▶ Aim of the exercise: The records shown below are to be repeated exactly and completely.

==================================================

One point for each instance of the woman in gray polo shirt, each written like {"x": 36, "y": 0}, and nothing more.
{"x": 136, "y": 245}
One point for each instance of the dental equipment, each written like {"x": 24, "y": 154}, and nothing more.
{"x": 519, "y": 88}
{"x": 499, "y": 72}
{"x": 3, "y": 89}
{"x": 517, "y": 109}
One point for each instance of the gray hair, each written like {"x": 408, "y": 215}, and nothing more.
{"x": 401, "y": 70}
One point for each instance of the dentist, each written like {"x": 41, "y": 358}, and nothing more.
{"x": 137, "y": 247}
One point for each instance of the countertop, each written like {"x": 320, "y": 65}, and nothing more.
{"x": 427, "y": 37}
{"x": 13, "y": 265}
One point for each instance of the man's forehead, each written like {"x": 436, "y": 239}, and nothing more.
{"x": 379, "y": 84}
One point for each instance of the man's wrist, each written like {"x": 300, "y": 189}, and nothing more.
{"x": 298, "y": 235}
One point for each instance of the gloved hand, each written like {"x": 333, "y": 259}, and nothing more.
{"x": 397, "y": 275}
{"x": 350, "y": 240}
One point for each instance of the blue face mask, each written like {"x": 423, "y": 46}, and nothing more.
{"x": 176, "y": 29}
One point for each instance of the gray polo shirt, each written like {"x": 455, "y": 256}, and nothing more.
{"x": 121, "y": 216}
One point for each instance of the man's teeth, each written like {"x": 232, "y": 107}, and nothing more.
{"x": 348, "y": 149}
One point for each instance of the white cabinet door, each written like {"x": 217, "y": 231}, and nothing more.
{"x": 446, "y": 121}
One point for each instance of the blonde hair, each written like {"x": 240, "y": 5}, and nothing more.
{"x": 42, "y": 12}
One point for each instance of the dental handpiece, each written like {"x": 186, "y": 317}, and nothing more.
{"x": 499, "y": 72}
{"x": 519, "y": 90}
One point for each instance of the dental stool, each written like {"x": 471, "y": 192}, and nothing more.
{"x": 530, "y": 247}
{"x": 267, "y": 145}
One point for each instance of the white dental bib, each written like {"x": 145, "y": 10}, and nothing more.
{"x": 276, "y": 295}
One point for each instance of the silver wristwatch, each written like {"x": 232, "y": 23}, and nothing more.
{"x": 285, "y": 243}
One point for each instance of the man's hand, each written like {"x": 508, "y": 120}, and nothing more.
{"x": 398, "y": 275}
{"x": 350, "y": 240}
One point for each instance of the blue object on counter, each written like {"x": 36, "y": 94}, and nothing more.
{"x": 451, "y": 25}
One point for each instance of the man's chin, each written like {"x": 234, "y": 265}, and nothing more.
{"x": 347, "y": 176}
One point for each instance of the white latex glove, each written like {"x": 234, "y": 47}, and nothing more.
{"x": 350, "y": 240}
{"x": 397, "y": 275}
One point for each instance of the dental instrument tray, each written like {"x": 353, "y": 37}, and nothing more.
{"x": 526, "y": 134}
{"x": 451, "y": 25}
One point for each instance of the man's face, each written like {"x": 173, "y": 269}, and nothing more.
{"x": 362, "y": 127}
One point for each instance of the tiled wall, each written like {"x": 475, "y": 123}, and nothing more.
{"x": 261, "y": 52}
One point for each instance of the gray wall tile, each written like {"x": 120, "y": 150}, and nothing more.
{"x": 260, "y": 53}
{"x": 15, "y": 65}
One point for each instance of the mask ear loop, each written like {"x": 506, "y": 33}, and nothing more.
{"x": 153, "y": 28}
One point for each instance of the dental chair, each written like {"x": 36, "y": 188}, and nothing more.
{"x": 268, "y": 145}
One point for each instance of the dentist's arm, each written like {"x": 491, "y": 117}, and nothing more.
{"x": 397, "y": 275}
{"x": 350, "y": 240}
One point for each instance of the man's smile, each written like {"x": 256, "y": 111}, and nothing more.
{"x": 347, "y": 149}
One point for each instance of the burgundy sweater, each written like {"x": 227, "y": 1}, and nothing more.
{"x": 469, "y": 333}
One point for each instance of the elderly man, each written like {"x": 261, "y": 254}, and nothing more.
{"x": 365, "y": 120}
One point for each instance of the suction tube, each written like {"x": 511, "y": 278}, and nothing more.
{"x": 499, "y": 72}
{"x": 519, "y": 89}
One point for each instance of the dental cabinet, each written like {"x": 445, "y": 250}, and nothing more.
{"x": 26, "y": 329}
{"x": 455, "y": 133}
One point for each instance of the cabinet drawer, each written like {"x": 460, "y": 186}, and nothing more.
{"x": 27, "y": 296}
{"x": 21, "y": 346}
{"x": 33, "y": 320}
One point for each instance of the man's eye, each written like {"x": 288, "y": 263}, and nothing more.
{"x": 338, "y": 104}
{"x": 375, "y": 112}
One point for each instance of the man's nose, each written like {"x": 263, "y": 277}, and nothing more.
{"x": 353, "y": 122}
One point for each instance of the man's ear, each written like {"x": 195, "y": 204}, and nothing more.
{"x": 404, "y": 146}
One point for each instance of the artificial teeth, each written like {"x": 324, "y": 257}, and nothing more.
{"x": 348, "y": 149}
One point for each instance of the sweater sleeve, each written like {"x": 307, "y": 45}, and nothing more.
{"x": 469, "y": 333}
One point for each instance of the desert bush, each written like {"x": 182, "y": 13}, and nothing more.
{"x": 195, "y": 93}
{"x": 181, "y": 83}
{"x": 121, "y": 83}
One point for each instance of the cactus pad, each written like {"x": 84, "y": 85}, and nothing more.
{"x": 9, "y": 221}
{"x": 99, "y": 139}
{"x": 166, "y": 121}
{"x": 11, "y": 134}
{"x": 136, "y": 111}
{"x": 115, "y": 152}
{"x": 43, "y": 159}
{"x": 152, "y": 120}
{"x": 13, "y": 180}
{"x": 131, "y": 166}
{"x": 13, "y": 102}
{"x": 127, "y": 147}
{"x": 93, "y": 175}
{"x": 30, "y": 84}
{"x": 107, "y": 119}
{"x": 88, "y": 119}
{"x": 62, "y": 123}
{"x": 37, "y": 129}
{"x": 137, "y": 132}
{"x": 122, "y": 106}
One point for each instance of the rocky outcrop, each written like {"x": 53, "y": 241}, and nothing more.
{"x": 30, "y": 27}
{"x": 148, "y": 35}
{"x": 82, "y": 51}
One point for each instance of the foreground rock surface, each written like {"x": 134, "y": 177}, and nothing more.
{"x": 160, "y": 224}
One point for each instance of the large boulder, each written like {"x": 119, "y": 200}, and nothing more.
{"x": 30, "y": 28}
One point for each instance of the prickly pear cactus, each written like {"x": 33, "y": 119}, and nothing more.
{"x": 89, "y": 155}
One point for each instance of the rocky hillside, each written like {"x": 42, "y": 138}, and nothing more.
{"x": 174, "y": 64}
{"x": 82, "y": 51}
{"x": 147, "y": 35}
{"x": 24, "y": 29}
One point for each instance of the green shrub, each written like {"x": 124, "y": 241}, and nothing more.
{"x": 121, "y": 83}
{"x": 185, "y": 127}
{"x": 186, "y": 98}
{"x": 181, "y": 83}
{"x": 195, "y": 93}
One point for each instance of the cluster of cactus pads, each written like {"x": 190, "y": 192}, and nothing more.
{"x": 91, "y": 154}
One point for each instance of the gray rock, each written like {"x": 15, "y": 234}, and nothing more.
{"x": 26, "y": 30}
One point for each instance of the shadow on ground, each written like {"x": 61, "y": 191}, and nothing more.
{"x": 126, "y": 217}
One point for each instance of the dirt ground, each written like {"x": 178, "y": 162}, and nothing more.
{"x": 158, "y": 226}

==================================================

▶ Output:
One point for each instance of the woman in gray polo shirt, each written like {"x": 36, "y": 0}, and nothing more.
{"x": 136, "y": 245}
One point for each instance of the dental equipment, each written like {"x": 24, "y": 154}, and nothing more.
{"x": 519, "y": 88}
{"x": 499, "y": 72}
{"x": 3, "y": 89}
{"x": 517, "y": 109}
One point for each instance of the gray hair, each written like {"x": 408, "y": 215}, and nothing more.
{"x": 401, "y": 70}
One point for each instance of the dentist, each written like {"x": 41, "y": 358}, and nothing more.
{"x": 137, "y": 247}
One point for each instance of the countertop, each written like {"x": 320, "y": 65}, and nothing more.
{"x": 427, "y": 37}
{"x": 13, "y": 265}
One point for each instance of the man's forehead, each written like {"x": 436, "y": 239}, and nothing more.
{"x": 379, "y": 84}
One point for each instance of the man's wrist, each written like {"x": 300, "y": 189}, and nothing more.
{"x": 298, "y": 235}
One point for each instance of the gloved hand, each written like {"x": 333, "y": 259}, and nothing more.
{"x": 397, "y": 275}
{"x": 350, "y": 240}
One point for each instance of the blue face mask, each written like {"x": 423, "y": 46}, and nothing more.
{"x": 176, "y": 29}
One point for each instance of the gray polo shirt, each written like {"x": 455, "y": 256}, and nothing more.
{"x": 121, "y": 216}
One point for each instance of the man's teeth, each written like {"x": 232, "y": 107}, and nothing more.
{"x": 348, "y": 149}
One point for each instance of the white cabinet door, each written like {"x": 217, "y": 231}, and nothing more.
{"x": 446, "y": 121}
One point for each instance of the blonde hair, each written like {"x": 240, "y": 5}, and nothing more.
{"x": 42, "y": 12}
One point for each instance of the dental handpiece, each written like {"x": 186, "y": 317}, and nothing more.
{"x": 499, "y": 72}
{"x": 519, "y": 90}
One point for each instance of the dental stool, each written like {"x": 471, "y": 192}, and nothing more.
{"x": 530, "y": 247}
{"x": 267, "y": 145}
One point for each instance of the white dental bib, each written like {"x": 145, "y": 10}, and nothing more.
{"x": 276, "y": 295}
One point for each instance of the silver wristwatch, each written like {"x": 232, "y": 23}, and nothing more.
{"x": 285, "y": 243}
One point for each instance of the man's hand, each written like {"x": 508, "y": 120}, and nothing more.
{"x": 398, "y": 275}
{"x": 350, "y": 240}
One point for each instance of the blue object on counter, each written like {"x": 36, "y": 94}, and nothing more.
{"x": 451, "y": 25}
One point for each instance of the man's chin, each written like {"x": 234, "y": 265}, and nothing more.
{"x": 347, "y": 176}
One point for each instance of the white latex glove, each written like {"x": 234, "y": 47}, and nothing more.
{"x": 350, "y": 240}
{"x": 397, "y": 275}
One point for each instance of the dental instrument tray, each written like {"x": 353, "y": 37}, and nothing more.
{"x": 526, "y": 134}
{"x": 451, "y": 25}
One point for each instance of the man's face, each written like {"x": 173, "y": 269}, and nothing more.
{"x": 362, "y": 127}
One point for each instance of the tiled wall, each written like {"x": 475, "y": 123}, and nothing more.
{"x": 261, "y": 52}
One point for each instance of the gray wall tile, each written like {"x": 120, "y": 150}, and nothing more.
{"x": 260, "y": 53}
{"x": 15, "y": 65}
One point for each instance of the mask ear loop, each written like {"x": 506, "y": 33}, and nothing more.
{"x": 153, "y": 28}
One point for each instance of the dental chair, each written like {"x": 36, "y": 188}, and nothing more.
{"x": 268, "y": 145}
One point for each instance of the dentist's arm, each written like {"x": 491, "y": 117}, and nothing more.
{"x": 397, "y": 275}
{"x": 350, "y": 240}
One point for each instance of the man's smile, each written like {"x": 256, "y": 111}, and nothing more.
{"x": 347, "y": 149}
One point for each instance of the burgundy sweater, each written like {"x": 227, "y": 1}, and nothing more.
{"x": 469, "y": 333}
One point for each instance of the elderly man, each written like {"x": 261, "y": 254}, and nothing more.
{"x": 365, "y": 120}
One point for each instance of the suction tube, each written like {"x": 511, "y": 278}, and nothing more.
{"x": 499, "y": 72}
{"x": 519, "y": 89}
One point for each instance of the dental cabinet, each written like {"x": 445, "y": 250}, and nothing more.
{"x": 26, "y": 329}
{"x": 455, "y": 133}
One point for each instance of the cabinet drawer, each written like {"x": 460, "y": 186}, and nothing more.
{"x": 27, "y": 296}
{"x": 21, "y": 346}
{"x": 33, "y": 320}
One point for each instance of the man's eye, each written like {"x": 288, "y": 263}, and nothing more.
{"x": 338, "y": 104}
{"x": 375, "y": 112}
One point for each instance of the man's nose, each written like {"x": 263, "y": 277}, and nothing more.
{"x": 353, "y": 122}
One point for each instance of the man's ear, each written like {"x": 195, "y": 204}, and nothing more.
{"x": 404, "y": 146}
One point for each instance of the artificial teeth, each written like {"x": 324, "y": 257}, and nothing more.
{"x": 348, "y": 149}
One point for each instance of the sweater sleeve, each written like {"x": 307, "y": 45}, and nothing more.
{"x": 469, "y": 333}
One point for each instance of the desert bush, each written like {"x": 182, "y": 13}, and nothing more.
{"x": 195, "y": 93}
{"x": 181, "y": 83}
{"x": 121, "y": 83}
One point for each instance of the cactus pad, each written like {"x": 84, "y": 85}, and nothing more.
{"x": 9, "y": 221}
{"x": 99, "y": 139}
{"x": 166, "y": 121}
{"x": 11, "y": 134}
{"x": 136, "y": 111}
{"x": 115, "y": 152}
{"x": 43, "y": 159}
{"x": 152, "y": 120}
{"x": 13, "y": 180}
{"x": 131, "y": 166}
{"x": 13, "y": 102}
{"x": 127, "y": 147}
{"x": 93, "y": 175}
{"x": 30, "y": 84}
{"x": 107, "y": 119}
{"x": 88, "y": 119}
{"x": 62, "y": 123}
{"x": 37, "y": 129}
{"x": 137, "y": 132}
{"x": 122, "y": 106}
One point for each instance of the rocky outcrop, each written like {"x": 53, "y": 241}, and nothing more.
{"x": 30, "y": 27}
{"x": 148, "y": 35}
{"x": 82, "y": 51}
One point for each instance of the foreground rock surface, each written like {"x": 134, "y": 177}, and nothing more.
{"x": 160, "y": 224}
One point for each instance of the large boulder, each written like {"x": 119, "y": 200}, and nothing more.
{"x": 30, "y": 28}
One point for each instance of the prickly pear cactus, each written like {"x": 33, "y": 119}, and nothing more.
{"x": 89, "y": 155}
One point for each instance of the rocky hillside, each written like {"x": 42, "y": 138}, and nothing more.
{"x": 174, "y": 64}
{"x": 82, "y": 51}
{"x": 147, "y": 35}
{"x": 24, "y": 29}
One point for each instance of the green shrub, each written like {"x": 124, "y": 241}, and nothing more.
{"x": 121, "y": 83}
{"x": 185, "y": 127}
{"x": 186, "y": 98}
{"x": 181, "y": 83}
{"x": 195, "y": 93}
One point for each instance of the cluster of cactus pads, each written like {"x": 190, "y": 192}, and nothing more.
{"x": 91, "y": 154}
One point for each instance of the gray rock, each written like {"x": 15, "y": 234}, and nothing more.
{"x": 26, "y": 30}
One point for each instance of the shadow on ground, each written like {"x": 61, "y": 191}, and nothing more.
{"x": 126, "y": 217}
One point for each instance of the dirt ground, each written like {"x": 178, "y": 162}, and nothing more.
{"x": 158, "y": 226}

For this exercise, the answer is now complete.